**GIVEN TEXT**:
BEGIN
I have a GLM model with 4 event regressors. 3/4 events occur 7-12 times per scanning session, and one event occurs 1-4 times per scanning session. I have a total of 31 participants.

However, for some participants, the sparse event occurs more frequent than for others, resulting in an unbalanced count both across participants and across conditions.

You can technically analyze the data just as you would with any other GLM, but you just have to keep in mind that the error surrounding the beta coefficients for your sparser event will probably be larger than with your more frequent events. This means that your test statistics (T/Z) for that sparse condition will be likely also be smaller, since these variables take variance of beta coefficients into account. However, you usually aren’t converting to T/Z stats until the end (e.g., after contrasting betas from different conditions).

Hey thanks for the rapid feedback,
I performed my analysis, which yielded some very interesting results, but I was given some feedback that because there is the problem of heteroskedasticity, the assumptions of the traditional summary statistics approach are not valid. Therefore, I cannot move the betas at the second level and do inference on them using a t-test for example.
Because of that, I am trying to find additional ways to do inference. Is there another approach, or a way to justify the summary statistics approach ?

I think that in your case, a paired t-test is valid. It may be suboptimal in terms of power, but I don’t see a fundamental for it to be invalid.
By paired t-test, I means that you want to test the reponse difference btw the target condition with fewer trials and another one.
HTH,
Bertrand Thirion
END
**LISTED ENTRIES**:
BEGIN
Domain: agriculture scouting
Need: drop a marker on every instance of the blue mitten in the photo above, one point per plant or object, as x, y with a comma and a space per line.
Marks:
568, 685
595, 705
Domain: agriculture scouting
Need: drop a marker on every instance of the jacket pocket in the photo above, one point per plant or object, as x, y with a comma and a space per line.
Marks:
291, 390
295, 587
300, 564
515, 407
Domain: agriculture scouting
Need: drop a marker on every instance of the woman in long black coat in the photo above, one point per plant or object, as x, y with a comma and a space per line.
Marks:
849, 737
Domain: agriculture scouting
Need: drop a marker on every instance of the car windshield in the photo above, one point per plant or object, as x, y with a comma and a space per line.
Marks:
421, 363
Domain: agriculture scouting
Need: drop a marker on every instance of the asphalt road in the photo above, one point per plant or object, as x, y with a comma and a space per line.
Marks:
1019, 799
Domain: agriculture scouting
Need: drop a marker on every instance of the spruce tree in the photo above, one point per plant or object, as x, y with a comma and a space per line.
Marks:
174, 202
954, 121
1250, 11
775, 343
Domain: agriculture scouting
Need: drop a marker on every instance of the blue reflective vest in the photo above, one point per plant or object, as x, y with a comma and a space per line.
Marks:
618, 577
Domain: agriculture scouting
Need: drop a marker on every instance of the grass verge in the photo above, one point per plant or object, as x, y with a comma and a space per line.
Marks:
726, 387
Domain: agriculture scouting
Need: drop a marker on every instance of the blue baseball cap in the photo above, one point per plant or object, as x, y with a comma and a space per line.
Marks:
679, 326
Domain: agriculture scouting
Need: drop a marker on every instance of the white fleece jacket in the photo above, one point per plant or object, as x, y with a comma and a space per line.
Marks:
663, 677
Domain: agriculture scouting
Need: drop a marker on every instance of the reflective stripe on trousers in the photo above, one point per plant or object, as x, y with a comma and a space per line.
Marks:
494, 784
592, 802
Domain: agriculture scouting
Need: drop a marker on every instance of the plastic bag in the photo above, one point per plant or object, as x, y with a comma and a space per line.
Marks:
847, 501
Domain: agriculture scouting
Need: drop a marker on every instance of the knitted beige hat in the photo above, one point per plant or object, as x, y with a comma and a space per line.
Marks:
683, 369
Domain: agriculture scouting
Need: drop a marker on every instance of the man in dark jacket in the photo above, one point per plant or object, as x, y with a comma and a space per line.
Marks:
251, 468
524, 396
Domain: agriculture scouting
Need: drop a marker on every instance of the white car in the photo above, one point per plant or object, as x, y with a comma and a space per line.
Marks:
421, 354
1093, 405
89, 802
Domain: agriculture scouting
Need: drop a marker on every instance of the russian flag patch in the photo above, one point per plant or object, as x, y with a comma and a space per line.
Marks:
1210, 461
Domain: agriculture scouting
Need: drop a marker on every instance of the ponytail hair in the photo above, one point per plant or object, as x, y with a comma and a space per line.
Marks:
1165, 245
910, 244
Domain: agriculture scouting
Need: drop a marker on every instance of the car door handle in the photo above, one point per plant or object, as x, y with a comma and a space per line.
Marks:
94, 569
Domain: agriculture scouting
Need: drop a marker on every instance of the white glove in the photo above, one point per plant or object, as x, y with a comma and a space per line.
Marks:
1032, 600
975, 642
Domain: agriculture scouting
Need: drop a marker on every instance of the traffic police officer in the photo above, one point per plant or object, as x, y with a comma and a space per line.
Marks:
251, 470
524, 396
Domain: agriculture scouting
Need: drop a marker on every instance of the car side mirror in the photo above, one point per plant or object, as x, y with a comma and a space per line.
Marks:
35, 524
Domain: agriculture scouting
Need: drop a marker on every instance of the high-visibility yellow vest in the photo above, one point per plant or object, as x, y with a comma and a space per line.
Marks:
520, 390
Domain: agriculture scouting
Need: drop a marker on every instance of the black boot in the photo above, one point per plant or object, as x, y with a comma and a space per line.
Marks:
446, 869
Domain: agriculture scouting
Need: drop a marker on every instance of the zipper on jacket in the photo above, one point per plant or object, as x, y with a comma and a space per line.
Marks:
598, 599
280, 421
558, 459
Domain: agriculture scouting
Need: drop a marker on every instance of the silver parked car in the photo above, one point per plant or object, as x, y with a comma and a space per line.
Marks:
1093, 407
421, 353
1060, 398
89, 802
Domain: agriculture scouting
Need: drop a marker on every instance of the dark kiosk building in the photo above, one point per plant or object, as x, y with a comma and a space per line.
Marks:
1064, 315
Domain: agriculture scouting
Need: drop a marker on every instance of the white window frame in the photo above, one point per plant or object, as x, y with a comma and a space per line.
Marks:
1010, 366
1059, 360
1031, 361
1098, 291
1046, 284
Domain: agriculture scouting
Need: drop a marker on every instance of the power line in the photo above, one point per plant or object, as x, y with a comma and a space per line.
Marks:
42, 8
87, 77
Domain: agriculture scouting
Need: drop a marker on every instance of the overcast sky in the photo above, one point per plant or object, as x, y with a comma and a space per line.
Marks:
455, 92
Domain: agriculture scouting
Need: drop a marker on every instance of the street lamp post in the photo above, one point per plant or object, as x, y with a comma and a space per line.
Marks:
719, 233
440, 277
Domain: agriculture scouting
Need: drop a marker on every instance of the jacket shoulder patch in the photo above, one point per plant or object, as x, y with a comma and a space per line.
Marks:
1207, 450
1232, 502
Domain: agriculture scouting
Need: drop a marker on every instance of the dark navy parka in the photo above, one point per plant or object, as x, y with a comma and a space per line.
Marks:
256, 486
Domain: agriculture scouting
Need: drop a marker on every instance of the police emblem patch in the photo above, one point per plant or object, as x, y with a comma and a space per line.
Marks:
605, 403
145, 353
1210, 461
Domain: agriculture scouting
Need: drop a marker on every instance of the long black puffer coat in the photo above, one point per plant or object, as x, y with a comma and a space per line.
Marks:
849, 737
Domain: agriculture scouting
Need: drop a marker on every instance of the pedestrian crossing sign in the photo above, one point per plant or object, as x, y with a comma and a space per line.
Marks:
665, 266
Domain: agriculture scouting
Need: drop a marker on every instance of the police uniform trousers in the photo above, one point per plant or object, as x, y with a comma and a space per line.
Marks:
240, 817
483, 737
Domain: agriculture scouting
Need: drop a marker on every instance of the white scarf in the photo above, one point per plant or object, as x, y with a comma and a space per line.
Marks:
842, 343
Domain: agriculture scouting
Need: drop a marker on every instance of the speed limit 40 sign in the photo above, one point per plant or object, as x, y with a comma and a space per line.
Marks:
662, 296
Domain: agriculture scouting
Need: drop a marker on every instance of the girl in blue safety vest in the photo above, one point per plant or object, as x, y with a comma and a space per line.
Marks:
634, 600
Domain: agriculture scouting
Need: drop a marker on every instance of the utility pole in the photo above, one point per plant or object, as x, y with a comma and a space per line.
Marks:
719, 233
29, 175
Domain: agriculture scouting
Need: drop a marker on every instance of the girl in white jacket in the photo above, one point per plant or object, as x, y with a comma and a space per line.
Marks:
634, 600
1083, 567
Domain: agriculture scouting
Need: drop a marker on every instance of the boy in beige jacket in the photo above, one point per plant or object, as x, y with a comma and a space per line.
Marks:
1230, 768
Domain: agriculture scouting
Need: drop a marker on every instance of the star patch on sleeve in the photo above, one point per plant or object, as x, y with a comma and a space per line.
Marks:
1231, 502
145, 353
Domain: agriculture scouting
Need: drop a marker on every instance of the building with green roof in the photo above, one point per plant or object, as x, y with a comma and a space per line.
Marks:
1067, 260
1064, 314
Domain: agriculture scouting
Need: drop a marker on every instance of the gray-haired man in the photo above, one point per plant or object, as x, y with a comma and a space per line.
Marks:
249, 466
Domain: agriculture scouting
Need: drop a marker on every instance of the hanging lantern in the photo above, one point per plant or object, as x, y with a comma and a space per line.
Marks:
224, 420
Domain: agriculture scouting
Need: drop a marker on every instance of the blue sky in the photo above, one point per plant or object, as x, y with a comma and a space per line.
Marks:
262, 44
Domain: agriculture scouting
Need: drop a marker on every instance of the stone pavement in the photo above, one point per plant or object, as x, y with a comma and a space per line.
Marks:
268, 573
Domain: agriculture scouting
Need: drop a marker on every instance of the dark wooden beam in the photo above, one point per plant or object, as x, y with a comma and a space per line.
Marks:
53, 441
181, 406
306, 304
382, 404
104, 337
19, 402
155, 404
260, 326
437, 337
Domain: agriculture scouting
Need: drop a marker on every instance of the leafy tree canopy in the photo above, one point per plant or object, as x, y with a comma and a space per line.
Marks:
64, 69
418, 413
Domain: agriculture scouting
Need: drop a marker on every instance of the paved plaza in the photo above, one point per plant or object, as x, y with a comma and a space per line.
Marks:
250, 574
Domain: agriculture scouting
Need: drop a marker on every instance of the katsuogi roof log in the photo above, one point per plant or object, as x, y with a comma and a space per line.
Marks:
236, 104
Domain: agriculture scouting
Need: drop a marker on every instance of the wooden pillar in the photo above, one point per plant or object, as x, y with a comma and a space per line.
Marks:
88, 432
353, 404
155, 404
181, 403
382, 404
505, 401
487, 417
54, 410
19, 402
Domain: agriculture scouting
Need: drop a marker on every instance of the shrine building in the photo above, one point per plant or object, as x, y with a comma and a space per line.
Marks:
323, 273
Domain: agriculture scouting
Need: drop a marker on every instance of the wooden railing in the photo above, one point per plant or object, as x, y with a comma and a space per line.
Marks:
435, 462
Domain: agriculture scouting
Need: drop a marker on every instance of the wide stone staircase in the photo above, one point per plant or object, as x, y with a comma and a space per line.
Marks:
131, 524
END
**EXERCISE INSTRUCTIONS**:
Copy out everything in the thread on uneven event counts above, from "However, for some" down to "from different conditions).", word for word.

**RIGHT ANSWER**:
However, for some participants, the sparse event occurs more frequent than for others, resulting in an unbalanced count both across participants and across conditions.

You can technically analyze the data just as you would with any other GLM, but you just have to keep in mind that the error surrounding the beta coefficients for your sparser event will probably be larger than with your more frequent events. This means that your test statistics (T/Z) for that sparse condition will be likely also be smaller, since these variables take variance of beta coefficients into account. However, you usually aren’t converting to T/Z stats until the end (e.g., after contrasting betas from different conditions).